Record excerpts |
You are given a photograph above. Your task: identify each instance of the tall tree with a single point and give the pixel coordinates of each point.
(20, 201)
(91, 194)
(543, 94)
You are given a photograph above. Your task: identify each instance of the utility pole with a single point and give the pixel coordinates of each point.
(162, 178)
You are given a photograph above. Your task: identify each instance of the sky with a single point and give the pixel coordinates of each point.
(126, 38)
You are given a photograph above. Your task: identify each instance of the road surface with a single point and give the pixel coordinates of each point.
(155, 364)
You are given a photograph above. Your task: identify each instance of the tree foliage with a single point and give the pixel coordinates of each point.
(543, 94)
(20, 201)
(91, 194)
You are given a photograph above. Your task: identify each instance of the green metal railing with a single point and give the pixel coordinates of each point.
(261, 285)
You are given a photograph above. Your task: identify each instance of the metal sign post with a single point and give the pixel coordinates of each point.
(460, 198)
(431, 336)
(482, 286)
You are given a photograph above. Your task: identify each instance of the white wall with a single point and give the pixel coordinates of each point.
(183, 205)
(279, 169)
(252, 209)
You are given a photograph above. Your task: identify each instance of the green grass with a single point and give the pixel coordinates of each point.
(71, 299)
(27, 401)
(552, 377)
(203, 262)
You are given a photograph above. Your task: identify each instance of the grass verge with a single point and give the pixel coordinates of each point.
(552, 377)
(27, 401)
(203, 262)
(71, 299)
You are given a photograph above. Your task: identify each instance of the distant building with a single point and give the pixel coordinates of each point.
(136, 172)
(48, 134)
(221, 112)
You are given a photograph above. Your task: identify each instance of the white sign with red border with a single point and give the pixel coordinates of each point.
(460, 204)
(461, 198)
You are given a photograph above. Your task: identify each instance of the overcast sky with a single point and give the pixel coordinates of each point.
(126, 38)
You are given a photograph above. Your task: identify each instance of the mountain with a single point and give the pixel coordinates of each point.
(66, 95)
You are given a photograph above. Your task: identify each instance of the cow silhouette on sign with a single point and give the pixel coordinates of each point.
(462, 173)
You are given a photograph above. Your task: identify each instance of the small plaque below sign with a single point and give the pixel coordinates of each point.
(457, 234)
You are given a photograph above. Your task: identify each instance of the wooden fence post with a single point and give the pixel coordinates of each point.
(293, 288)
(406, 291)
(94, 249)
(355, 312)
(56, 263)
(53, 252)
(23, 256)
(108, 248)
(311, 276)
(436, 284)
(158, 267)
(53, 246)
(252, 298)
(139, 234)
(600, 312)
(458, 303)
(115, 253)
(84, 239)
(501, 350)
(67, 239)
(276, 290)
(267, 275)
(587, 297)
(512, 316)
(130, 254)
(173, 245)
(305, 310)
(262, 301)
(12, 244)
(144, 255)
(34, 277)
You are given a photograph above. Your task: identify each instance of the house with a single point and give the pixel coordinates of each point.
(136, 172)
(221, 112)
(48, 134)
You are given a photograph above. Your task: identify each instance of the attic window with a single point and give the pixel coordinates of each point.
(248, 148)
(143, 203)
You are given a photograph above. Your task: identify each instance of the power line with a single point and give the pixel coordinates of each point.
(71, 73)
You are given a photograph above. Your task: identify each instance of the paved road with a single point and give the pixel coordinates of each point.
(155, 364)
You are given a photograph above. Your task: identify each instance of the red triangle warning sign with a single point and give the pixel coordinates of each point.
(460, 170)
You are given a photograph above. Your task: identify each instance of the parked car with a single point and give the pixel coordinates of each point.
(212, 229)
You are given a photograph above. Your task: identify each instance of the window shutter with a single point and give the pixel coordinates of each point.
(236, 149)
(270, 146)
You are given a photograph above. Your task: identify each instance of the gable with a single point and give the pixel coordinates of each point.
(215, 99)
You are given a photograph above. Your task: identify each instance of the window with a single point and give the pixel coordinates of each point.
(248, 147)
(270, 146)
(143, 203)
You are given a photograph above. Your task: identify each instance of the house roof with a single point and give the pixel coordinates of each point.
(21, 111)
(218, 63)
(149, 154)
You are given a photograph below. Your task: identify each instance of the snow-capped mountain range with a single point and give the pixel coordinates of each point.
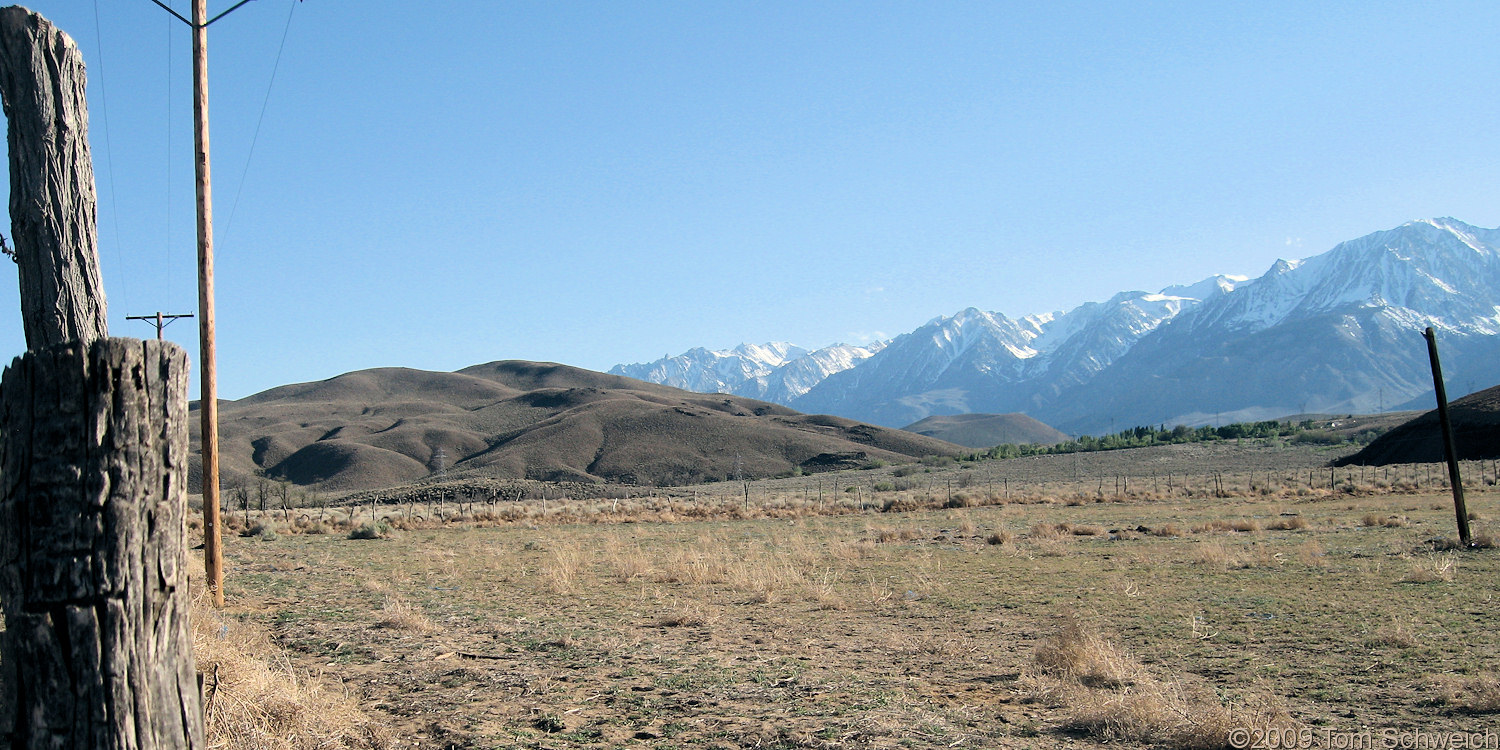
(1335, 333)
(776, 371)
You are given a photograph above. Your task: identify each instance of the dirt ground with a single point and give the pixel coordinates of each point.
(1331, 612)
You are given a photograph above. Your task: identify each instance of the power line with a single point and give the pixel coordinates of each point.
(108, 159)
(159, 320)
(255, 137)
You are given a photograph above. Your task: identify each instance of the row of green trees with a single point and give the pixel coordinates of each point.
(1137, 437)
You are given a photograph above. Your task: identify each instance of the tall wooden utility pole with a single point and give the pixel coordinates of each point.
(209, 398)
(96, 648)
(1449, 450)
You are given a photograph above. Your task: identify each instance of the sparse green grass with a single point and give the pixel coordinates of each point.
(918, 629)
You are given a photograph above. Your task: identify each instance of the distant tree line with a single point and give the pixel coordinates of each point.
(1307, 431)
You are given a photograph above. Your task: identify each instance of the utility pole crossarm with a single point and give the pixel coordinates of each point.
(159, 320)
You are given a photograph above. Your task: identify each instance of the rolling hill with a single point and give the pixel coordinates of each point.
(1476, 435)
(983, 431)
(531, 420)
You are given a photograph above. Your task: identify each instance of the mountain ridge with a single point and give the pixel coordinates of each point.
(1329, 332)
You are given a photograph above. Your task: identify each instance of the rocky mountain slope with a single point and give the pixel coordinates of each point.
(776, 371)
(1335, 333)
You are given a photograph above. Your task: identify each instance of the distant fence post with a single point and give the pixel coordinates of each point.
(93, 455)
(1449, 450)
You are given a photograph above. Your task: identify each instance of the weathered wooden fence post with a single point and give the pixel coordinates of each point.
(93, 455)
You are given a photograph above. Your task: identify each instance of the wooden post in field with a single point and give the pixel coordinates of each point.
(93, 459)
(1449, 450)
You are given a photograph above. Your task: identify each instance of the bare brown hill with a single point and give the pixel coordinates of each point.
(983, 431)
(1476, 435)
(531, 420)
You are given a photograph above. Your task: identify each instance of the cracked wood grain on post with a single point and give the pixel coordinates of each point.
(51, 182)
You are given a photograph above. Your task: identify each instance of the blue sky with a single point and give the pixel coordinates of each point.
(438, 185)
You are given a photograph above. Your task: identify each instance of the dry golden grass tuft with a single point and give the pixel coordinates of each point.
(1373, 519)
(1287, 524)
(1110, 696)
(1079, 653)
(1433, 569)
(1398, 633)
(1001, 537)
(1470, 693)
(1047, 531)
(255, 701)
(689, 614)
(564, 569)
(1311, 554)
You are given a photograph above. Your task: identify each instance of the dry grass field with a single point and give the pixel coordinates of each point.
(1026, 620)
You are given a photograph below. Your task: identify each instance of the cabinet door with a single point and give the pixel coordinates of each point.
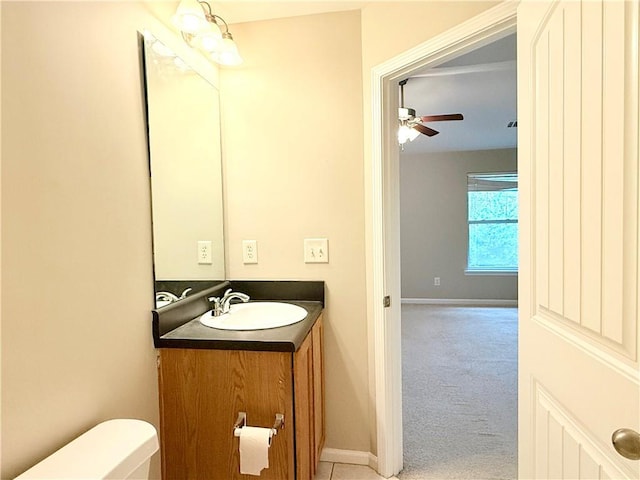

Problem requirements | Starting with the first entry and ending with the last, reproduce the listing exactly, without its pictures.

Expected answer |
You are given a photograph above. Your task: identify each instance of the tall tree with a single point and give the pixel coordinates of each point.
(20, 201)
(91, 194)
(543, 94)
You are given a photograph above. Your task: identify each instance of the utility pole with a single point and give the pixel coordinates of each point.
(162, 178)
You are given a photograph above. Your task: identify each instance of the sky with a single point and give the pixel coordinates of each point.
(126, 38)
You are given a photograph above. Your task: identify each instance of the road surface with a single point and give the pixel coordinates of each point.
(155, 364)
You are given a photograph above. Your task: identify each instance of the tree foliage with a single point and give the pixel coordinates of each point.
(543, 94)
(20, 201)
(91, 194)
You are given a photograph above. Your task: identify each instance of the green metal railing with a single point and give the pixel coordinates of each point.
(261, 285)
You are given a photograph above. Your task: identify each instance of the metal sign post with a single point and give the pixel coordinates of each point.
(460, 198)
(431, 336)
(482, 286)
You are given a photograph above. Your task: identify each instance of the white wall with a single point and give the pixel coordinates of each point.
(183, 205)
(279, 169)
(252, 209)
You are given a photograph above. Your task: identify each instance of the green grass with a single point and give the pixel coordinates of each point.
(71, 299)
(27, 401)
(552, 377)
(203, 262)
You are given a photograph above. Your task: identify each instance of the grass verge with a single point and give the pixel coordinates of each point.
(552, 377)
(27, 401)
(203, 262)
(71, 299)
You are given a photograph above. Your task: identify each instance of the distant building with a single point and give the pixel coordinates of each point.
(136, 172)
(48, 134)
(221, 112)
You are given a photograph above. Your task: identify each instance of the white sign with red border with a single point and give the pixel coordinates of each point.
(460, 204)
(461, 198)
You are given a photograph above. Your task: identify each instance of the overcast sky with a single point and give the pixel coordinates of each point.
(126, 38)
You are given a photograph above. Your task: identify each instance of the mountain with a single point and give the pixel coordinates of each point.
(66, 95)
You are given a photograph above. Your task: identify each instance of the cow silhouette on sign with a single point and give the pixel coordinates of each point.
(462, 173)
You are given a photograph above. Your task: identify each instance of the small plaque below sign with a single point and give the pixel coordinates of each point.
(457, 234)
You are given a photograph above. Your task: identify each instance of the wooden fence post with a single point and give the pixel coordinates of each point.
(293, 288)
(406, 291)
(94, 249)
(355, 312)
(56, 263)
(53, 252)
(23, 256)
(108, 248)
(311, 276)
(436, 284)
(158, 267)
(53, 246)
(252, 298)
(139, 234)
(600, 312)
(458, 303)
(115, 253)
(84, 239)
(501, 350)
(67, 239)
(276, 290)
(267, 275)
(587, 297)
(512, 316)
(130, 254)
(173, 245)
(305, 310)
(262, 301)
(12, 244)
(144, 255)
(34, 277)
You are given a photograph above. Your task: identify each instance of the house with a single point and give the pixel coordinates of each point.
(136, 172)
(221, 112)
(48, 134)
You are given a photograph above. Your task: identify each instance of the attic window with a single point and give the pixel coordinates of each point.
(248, 148)
(143, 203)
You are given a photograph above. Your task: identify each instance of the power line with a single point and give the pixel coordinates of each point.
(71, 73)
You are given a photograph above. Your task: identify each instance of the paved road with a single point and give the pixel coordinates of each point.
(155, 364)
You are given a photograph above. Your task: identify each instance of the red triangle warning sign with a single point and give the pixel coordinates of each point.
(460, 170)
You are given a photograph above. Your task: identify each instance of the parked car with a single point and give the pixel coordinates of each point.
(212, 229)
You are given a photograph above. Your task: identify each instance of the window shutter with a single point and give the pixel coordinates of each point.
(236, 149)
(270, 146)
You are given a photograph above. Your task: identify each instance of the gable with a single point and give the pixel coordinates of each point.
(215, 99)
You are given a photograph above. Your task: identify each instance of the window with a single point and give the pixel coordinates of each point.
(248, 147)
(270, 146)
(143, 203)
You are given a photograph above. Your task: identify each instance of the house roof with a single point and give the pixel coordinates of each point.
(21, 111)
(218, 63)
(149, 154)
You are given a photograph below. Your task: identify each instance of the snow-capped mountain range with a single point and give the pixel coordinates of each point.
(1335, 333)
(776, 371)
You are given a photograph above. Your task: identify each instance of the dirt ground with a single point and give the pixel coordinates of each point.
(1331, 612)
You are given a photograph above. Your task: identify each instance of the power line with a single point and give the pixel coordinates of each point.
(108, 159)
(159, 320)
(255, 137)
You are given a photograph above. Your task: identify each instance of the row of green trees with a single point and give the pixel coordinates of each point.
(1137, 437)
You are given a photograph above. Your task: identify each instance of the tall wooden utility pole with a single point and give the pixel coordinates of each point.
(209, 398)
(96, 648)
(1449, 450)
You are given a photograph above. Your task: identify each instance of the sparse green grass with a single point and give the pixel coordinates of each point.
(918, 629)
You are given a photograph above. Your task: identify each instance of the distant tree line with a single point and give the pixel coordinates of each point.
(1307, 431)
You are given a photograph above. Your task: identify each instance of the utility pole crossarm with a single point and give the pixel coordinates of each point.
(159, 320)
You are given a photograph above. Your task: identify each instance of the rolling hill with a single point and give the pixel coordinates of each point.
(1476, 435)
(983, 431)
(531, 420)
You are given a photograph above. Your task: identify each instance of the mountain ridge with a single point and give the pixel coordinates of each point.
(1329, 332)
You are given a photograph above. Your task: identify each instance of the rocky mountain slope with a single point and give the pixel coordinates of each point.
(776, 371)
(1335, 333)
You are given a photograph above. Your task: identify each instance of the distant fence post with a single point and give the pixel coordinates of each point.
(93, 455)
(1449, 450)
You are given a photograph above. Your task: identify each instance of the weathered wooden fence post with a single point and give the pixel coordinates of each point.
(93, 455)
You are given a photograph above. Your task: identify each instance of the wooden post in field with a single point and give the pixel coordinates of each point.
(93, 459)
(1449, 450)
You are given a photograph above. Your task: identify each instance of the bare brown hill with a single point and give the pixel coordinates of each point.
(983, 431)
(1476, 435)
(531, 420)
You are given a photograph above. Your task: identify each instance of the cracked wood grain on post with a single point and give the pixel coordinates of each point.
(51, 182)
You are given a photograph above. Your task: identify each instance of the blue sky with a single point and give the pixel coordinates of each point.
(438, 185)
You are given a photograph above. Your task: identify each instance of the dry golden grass tuft with a single point and give the pixel coordinates of each point.
(1373, 519)
(1287, 524)
(1110, 696)
(1079, 653)
(1433, 569)
(1398, 633)
(1001, 537)
(1470, 693)
(1047, 531)
(255, 701)
(689, 614)
(564, 569)
(1311, 554)
You are given a photograph above. Your task: identify each instance of the dry grass field with a single point and give the pixel coordinates of each point.
(1026, 620)
You are given a photograph below. Your task: identify each instance of the cabinet door with a single point and give the pixel coordinates of each point.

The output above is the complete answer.